**TEXT SEGMENT:**
<<<<

Ladies and gentlemen,
It is an honour to join you virtually for the 29th regular session of the Commission on Crime Prevention and Criminal Justice, ahead of the reconvened sessions of the CCPCJ and the Commission on Narcotic Drugs.
It has been an extraordinary year filled with unprecedented challenges.
I thank Ambassador Marcondes for chairing this unusual session of the CCPCJ, postponed from its regular time in May.
I am also grateful to Ambassador Khan for steering the CND, and for flying from Kabul to Vienna to conclude the 63rd session.
My thanks as well to Ambassador Hikihara for his leadership in the negotiations on the Kyoto Declaration as we work towards holding the rescheduled 14th Crime Congress in March.
2021 will be a very important year for the CCPCJ, which serves as the preparatory body to the Crime Congress, and as the body that will follow up on the outcomes of the Congress.
I am also looking forward to addressing the substantive items that will be taken up at the 30th session, notably the thematic discussion on effective measures to prevent and counter migrant smuggling, while protecting the rights of smuggled migrants, particularly women and children.

>>>>

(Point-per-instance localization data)

<<<<

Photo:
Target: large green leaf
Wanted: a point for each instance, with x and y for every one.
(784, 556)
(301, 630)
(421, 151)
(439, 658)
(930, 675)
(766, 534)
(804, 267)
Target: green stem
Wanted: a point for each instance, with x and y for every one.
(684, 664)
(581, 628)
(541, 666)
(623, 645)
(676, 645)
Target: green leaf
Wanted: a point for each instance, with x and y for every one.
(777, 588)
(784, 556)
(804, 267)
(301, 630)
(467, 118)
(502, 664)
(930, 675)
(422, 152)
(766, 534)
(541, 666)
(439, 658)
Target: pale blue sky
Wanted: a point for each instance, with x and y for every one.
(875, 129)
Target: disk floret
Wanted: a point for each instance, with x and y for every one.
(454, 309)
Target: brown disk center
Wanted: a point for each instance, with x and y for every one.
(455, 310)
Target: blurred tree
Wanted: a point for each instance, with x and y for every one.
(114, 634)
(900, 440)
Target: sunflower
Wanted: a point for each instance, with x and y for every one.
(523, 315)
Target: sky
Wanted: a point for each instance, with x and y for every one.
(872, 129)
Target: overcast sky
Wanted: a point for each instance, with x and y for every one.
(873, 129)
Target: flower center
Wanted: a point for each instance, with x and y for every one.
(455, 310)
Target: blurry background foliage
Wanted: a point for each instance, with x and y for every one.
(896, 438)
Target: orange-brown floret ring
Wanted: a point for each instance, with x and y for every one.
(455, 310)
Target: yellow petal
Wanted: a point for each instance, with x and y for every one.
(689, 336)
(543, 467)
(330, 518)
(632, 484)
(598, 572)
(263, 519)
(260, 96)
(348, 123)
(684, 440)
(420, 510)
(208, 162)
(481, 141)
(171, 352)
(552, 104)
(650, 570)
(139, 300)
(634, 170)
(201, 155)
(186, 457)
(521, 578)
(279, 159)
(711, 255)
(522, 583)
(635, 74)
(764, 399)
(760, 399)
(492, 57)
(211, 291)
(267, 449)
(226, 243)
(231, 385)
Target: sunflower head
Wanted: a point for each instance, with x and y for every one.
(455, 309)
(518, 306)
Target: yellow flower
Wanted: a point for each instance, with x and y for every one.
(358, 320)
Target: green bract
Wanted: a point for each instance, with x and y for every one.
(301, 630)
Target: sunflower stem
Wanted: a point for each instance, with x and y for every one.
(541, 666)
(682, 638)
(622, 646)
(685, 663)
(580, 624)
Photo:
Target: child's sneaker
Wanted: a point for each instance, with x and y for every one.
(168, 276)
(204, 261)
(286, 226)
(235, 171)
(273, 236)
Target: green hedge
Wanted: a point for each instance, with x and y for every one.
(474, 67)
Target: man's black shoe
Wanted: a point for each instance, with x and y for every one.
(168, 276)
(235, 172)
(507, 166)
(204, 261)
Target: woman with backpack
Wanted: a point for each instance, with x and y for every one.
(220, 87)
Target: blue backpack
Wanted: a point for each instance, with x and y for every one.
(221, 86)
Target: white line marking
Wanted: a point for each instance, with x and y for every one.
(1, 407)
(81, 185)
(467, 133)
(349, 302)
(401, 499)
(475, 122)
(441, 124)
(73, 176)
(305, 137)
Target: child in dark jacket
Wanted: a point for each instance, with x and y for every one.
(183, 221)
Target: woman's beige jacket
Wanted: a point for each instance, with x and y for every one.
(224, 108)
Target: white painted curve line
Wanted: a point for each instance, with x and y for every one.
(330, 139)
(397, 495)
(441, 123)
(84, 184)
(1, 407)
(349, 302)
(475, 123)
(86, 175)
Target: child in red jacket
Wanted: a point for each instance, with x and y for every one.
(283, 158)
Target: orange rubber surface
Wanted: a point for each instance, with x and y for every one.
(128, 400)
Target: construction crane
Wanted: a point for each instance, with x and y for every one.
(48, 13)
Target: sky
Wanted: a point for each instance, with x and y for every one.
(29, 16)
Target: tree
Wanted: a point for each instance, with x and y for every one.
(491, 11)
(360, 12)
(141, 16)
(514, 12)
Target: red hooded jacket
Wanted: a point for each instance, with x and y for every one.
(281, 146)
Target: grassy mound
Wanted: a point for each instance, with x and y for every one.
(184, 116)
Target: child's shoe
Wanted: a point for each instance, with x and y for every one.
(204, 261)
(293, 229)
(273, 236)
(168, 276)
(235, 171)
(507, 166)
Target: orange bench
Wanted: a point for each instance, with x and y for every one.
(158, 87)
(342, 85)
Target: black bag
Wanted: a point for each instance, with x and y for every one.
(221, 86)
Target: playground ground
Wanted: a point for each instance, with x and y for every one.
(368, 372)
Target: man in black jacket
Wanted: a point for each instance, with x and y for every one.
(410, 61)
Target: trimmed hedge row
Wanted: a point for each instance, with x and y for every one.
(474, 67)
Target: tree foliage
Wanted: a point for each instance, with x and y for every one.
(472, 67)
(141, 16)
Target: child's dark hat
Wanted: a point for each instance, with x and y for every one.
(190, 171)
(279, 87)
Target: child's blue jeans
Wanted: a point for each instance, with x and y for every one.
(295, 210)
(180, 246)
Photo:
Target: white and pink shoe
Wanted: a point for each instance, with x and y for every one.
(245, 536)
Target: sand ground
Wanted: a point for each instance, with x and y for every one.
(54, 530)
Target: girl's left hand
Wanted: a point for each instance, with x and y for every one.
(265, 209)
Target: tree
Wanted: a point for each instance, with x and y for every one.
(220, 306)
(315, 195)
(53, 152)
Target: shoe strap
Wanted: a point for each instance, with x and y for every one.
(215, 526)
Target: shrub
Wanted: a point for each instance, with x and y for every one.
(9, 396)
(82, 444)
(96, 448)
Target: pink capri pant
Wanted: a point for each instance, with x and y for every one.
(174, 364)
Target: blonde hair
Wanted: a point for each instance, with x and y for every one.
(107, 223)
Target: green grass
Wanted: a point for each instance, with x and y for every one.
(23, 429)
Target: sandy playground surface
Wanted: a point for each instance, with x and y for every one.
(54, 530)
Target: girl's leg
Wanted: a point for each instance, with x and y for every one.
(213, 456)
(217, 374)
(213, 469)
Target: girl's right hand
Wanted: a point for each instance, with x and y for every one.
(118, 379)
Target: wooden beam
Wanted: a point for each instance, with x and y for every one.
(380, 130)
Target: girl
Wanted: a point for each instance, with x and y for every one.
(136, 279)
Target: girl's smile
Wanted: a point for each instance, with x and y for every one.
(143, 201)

>>>>

**TASKS TO PERFORM:**
[1] Extract, word for word, the passage of the CCPCJ session remarks that begins at "My thanks as" and ends at "Congress in March.".
[2] Extend the CCPCJ session remarks, picking up right after their final sentence.

**ANSWERS IN ORDER:**
[1]
My thanks as well to Ambassador Hikihara for his leadership in the negotiations on the Kyoto Declaration as we work towards holding the rescheduled 14th Crime Congress in March.

[2]
The delays and postponements of this year have by no means lessened the work involved for the Commissions and Bureaux. I congratulate and commend all of you for your perseverance in the face of considerable obstacles.
The Vienna Commissions led the way in adapting to remote and hybrid work, and in using online interpretation in the six official UN languages.
I am proud of the support UNODC has been able to provide its governing bodies throughout this challenging period, which has helped to facilitate important negotiations in the face of numerous restrictions. I commend my SGB colleagues for their hard work and dedication.
Thanks to UNOV/UNODC staff in Vienna and in the field, we have maintained business continuity and adapted our delivery, even as the pandemic held back implementation and put us under additional pressure.
We have learned from these experiences, and I hope we will be able to apply these lessons to our future endeavours, to take advantage of innovation and new technologies, and to continue facilitating inclusive participation in the work of the Commissions.
UNODC’s intergovernmental support has been heavily impacted by the COVID-19 crisis, as well as by the Secretariat-wide Regular Budget crisis. Our Office needs more sustainable funding to continue to meet needs and expectations.
UNODC relies on our Member States for the necessary resources to do this. The Commissions, including through the preparatory work conducted in FINGOV, have an important role in finding solutions.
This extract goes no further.